[JOB] Set down all of the data exactly as it appears.

Data entries
################

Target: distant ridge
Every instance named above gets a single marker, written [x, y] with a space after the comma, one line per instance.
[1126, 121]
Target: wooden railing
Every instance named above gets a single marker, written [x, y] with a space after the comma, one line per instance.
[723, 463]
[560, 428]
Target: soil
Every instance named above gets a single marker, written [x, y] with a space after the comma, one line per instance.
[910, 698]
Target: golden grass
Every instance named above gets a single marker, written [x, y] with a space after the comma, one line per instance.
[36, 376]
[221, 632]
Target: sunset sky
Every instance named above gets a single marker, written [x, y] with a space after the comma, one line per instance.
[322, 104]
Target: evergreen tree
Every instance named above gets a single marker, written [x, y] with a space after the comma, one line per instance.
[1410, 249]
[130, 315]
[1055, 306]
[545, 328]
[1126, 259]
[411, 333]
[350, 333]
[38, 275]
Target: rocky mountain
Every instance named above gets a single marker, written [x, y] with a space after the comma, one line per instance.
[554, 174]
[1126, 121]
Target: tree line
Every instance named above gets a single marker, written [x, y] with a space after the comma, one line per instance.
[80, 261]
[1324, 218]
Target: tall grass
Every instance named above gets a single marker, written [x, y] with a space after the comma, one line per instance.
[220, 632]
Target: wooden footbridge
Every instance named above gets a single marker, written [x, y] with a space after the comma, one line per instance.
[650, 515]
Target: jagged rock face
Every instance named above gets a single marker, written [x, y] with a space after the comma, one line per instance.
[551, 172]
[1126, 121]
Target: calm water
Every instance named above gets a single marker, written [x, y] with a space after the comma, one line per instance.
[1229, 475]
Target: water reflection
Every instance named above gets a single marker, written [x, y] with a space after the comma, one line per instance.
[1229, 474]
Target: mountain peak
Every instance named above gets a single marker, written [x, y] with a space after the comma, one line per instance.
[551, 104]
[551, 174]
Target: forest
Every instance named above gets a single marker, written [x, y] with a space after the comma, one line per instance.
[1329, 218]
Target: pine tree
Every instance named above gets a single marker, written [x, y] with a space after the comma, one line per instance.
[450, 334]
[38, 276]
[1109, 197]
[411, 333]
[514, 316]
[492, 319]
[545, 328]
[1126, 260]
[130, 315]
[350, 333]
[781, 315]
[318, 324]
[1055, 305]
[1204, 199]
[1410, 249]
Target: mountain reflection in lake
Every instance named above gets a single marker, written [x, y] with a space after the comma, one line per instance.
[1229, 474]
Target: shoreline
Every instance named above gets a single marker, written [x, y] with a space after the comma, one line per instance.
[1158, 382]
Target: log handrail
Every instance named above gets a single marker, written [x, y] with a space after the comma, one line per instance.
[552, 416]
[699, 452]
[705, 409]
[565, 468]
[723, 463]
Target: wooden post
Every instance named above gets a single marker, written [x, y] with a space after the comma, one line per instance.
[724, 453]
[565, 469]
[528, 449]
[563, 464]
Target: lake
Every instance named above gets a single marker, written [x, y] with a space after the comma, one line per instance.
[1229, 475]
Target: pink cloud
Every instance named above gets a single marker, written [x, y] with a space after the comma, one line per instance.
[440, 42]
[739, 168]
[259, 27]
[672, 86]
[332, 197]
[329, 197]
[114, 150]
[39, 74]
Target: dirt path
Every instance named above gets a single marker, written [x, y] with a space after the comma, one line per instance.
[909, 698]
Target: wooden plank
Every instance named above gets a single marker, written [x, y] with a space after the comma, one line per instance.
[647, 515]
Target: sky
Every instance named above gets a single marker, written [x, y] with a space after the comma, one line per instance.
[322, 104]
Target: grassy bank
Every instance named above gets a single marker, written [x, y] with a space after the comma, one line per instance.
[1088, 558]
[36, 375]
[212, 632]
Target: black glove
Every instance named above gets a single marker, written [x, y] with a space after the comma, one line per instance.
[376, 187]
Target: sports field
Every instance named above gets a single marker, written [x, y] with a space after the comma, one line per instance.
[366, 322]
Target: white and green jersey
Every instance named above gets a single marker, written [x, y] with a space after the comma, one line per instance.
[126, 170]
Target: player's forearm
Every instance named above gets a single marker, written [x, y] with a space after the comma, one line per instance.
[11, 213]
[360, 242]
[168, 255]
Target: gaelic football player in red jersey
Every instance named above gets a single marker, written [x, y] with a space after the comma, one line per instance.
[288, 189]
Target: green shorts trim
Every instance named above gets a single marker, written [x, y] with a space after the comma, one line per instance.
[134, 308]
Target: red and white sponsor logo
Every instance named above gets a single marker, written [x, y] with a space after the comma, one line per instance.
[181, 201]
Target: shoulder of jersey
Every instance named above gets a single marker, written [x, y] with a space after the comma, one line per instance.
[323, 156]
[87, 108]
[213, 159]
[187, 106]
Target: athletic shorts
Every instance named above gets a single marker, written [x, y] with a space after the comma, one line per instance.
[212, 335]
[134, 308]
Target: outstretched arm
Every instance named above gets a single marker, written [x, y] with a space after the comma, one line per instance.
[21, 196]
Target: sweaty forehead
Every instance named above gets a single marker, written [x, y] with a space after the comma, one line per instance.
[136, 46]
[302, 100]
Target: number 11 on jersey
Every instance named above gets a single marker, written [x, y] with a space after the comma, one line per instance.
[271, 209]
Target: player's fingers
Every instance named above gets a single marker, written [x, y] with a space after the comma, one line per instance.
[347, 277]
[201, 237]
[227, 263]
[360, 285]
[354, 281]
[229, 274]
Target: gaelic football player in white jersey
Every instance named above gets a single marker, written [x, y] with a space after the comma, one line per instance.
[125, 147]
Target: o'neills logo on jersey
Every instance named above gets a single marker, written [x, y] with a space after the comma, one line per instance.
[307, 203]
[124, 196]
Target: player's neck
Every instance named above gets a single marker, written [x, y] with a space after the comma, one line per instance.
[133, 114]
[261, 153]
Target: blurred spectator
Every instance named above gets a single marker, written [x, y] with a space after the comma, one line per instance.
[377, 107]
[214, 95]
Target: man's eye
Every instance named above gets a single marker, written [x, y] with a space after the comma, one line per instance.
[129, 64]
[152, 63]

################

[THE RESPONSE]
Target: distant ridge
Every instance named above gets a single marker, written [x, y] with a space after the comma, one line per instance.
[1126, 121]
Target: wooden railing
Every instance named above gets a single marker, written [x, y] with a space after the comma, one line per instance.
[723, 463]
[560, 428]
Target: soil
Every instance named above gets a single marker, written [x, y] with a space after the comma, one line per instance.
[910, 698]
Target: golden grass
Every instance named above gets a single marker, written [x, y] with a space after the comma, one line per instance.
[36, 376]
[221, 632]
Target: sunset sky
Every instance named above gets a single marker, written [x, y] with a space after the comma, one line per instance.
[322, 104]
Target: evergreen tree
Every instance named above gets a single marker, written [x, y] with a space after the comma, one line per instance.
[1410, 249]
[130, 315]
[1055, 306]
[545, 328]
[1126, 259]
[411, 333]
[350, 333]
[38, 275]
Target: rocky mountain
Every instance named above gets a single marker, written [x, y] with a space after the comma, one line per instance.
[554, 174]
[1126, 121]
Target: tree line
Every instance named above gets a single marker, written [x, y] with a space after the comma, one line per instance.
[80, 261]
[1324, 218]
Target: tall grass
Every instance named above gets a single marker, written [x, y] with a space after the comma, one line per instance.
[220, 632]
Target: wooden footbridge
Every instance named above gets a single marker, written [x, y] with a space after the comma, one line per instance.
[650, 515]
Target: jagged rock face
Every instance named above gets a single marker, written [x, y] with a space after the comma, one line per instance.
[551, 172]
[1126, 121]
Target: calm water
Every instance named above gets a single marker, written [x, y] with a space after the comma, one line per instance.
[1229, 475]
Target: water reflection
Every instance named above gets a single marker, written [x, y] with a space after the comma, one line per instance.
[1229, 474]
Target: mountain peak
Every instance named above gets a single marker, written [x, y] with a space after the comma, one line per instance.
[551, 104]
[551, 174]
Target: forest
Every instance named above gets a single marker, written [x, y] with a space after the comma, one line per instance.
[1329, 218]
Target: pine tree
Every instance named above gets a single marker, written [x, y] with a space after the comma, one line per instance.
[450, 334]
[38, 276]
[1109, 197]
[411, 333]
[514, 316]
[492, 319]
[545, 328]
[1126, 260]
[130, 315]
[350, 333]
[781, 315]
[318, 324]
[1055, 305]
[1204, 199]
[1410, 249]
Target: mountain reflection in lake
Every instance named above gets a single marker, written [x, y] with a space after the comma, one line per instance.
[1229, 474]
Target: shoreline
Every instance named above gets a single marker, written [x, y] with a space after the comma, one line per instance.
[1158, 382]
Target: log handrail
Every instance named above gets a single marker, written [x, y] with a space after the comma, one line per instance.
[552, 416]
[699, 452]
[705, 409]
[565, 468]
[723, 463]
Target: wooden post
Every instance named above gets a single marker, written [x, y] with a space after the comma, one line per instance.
[724, 453]
[565, 469]
[528, 449]
[563, 464]
Target: lake
Every instance named above gets a single marker, written [x, y] with a space after the comma, one line per instance.
[1229, 475]
Target: pink cloud
Every instance named above gets a single marker, written [x, y] with a space after the comma, one line per instance.
[440, 42]
[739, 168]
[259, 27]
[672, 86]
[332, 197]
[329, 197]
[114, 150]
[39, 74]
Target: dirt path
Every instance named above gets a single marker, written [x, y] with a space after the comma, one line per instance.
[909, 698]
Target: wooden plank
Every instance named above gets a single marker, written [x, y] with a space after the comma, one line per instance.
[647, 515]
Target: sky
Every instance named above gets a single marker, written [x, y] with a space after the comma, one line per instance.
[322, 104]
Target: grassy bank
Every instance named above gets a single marker, written [x, y] with a space after the comma, one line per instance.
[1088, 558]
[36, 375]
[212, 632]
Target: black glove
Every instance named above gets a single marker, written [x, y] with a space after the comma, one line per instance.
[376, 187]
Target: sports field
Every instance named above gets a single marker, written [x, y] with a space after the comma, one line per instance.
[366, 322]
Target: white and green jersey
Every instance named above gets a single marker, written [x, y] with a space after the comma, one line per instance.
[126, 170]
Target: player's forearm
Every instance named above gets a single marker, written [x, y] with a space after the comma, one line per instance.
[11, 213]
[360, 242]
[168, 255]
Target: gaelic football player in red jersey
Every instance named above gets a single marker, written [x, y] with a space after the comma, one line per instance.
[288, 189]
Target: green shorts trim
Every instance named above gets a single marker, written [x, y] with a space after the comma, one line per instance.
[134, 308]
Target: red and white sponsor logo
Every instance named above gets a single marker, written [x, y] with a space after the comma, one line per instance.
[181, 201]
Target: shoulder of jersey
Every instance named above gets a single marker, written [x, y] with a space after the comma, one line per instance.
[323, 156]
[87, 108]
[213, 159]
[187, 106]
Target: athletic shorts
Every instance named above gets a single marker, written [x, y] with a space after the comma, one line per instance.
[212, 335]
[134, 308]
Target: outstretched arm
Every instance named above gets a single marker, written [x, y] with a space after the comma, one line per instance.
[21, 196]
Target: sweaty forehead
Every instance named above gets a single marker, written [x, y] with a space after the comma, one line per instance.
[136, 46]
[302, 100]
Target: number 11 on jersey
Every instance named above gets a single marker, written [x, y] with a space after the comma, one line per instance.
[271, 209]
Target: player's fingers
Every instance named above gets a single marker, written [x, y] with a space after the comma, one line per instance.
[347, 277]
[201, 237]
[227, 263]
[360, 285]
[354, 281]
[229, 274]
Target: gaelic football player in white jersey
Every instance named above gets a single marker, written [x, y] with a space after the comma, one line per instance.
[125, 147]
Target: o'neills logo on jersey
Every instance named above gets a single marker, written [x, y] with a space after the comma, one line per instance.
[307, 203]
[124, 196]
Target: player's neck
Every instance named above gets a single marker, written [x, y] with a space after the comma, one line per instance.
[133, 114]
[261, 153]
Target: blurred spectator
Every instance named above gets a single marker, written [x, y] with a space after the comma, one line per instance.
[377, 107]
[214, 95]
Target: man's eye
Every instance named above gets a single marker, written [x, y] with a space after the comma, one line per instance.
[129, 64]
[152, 63]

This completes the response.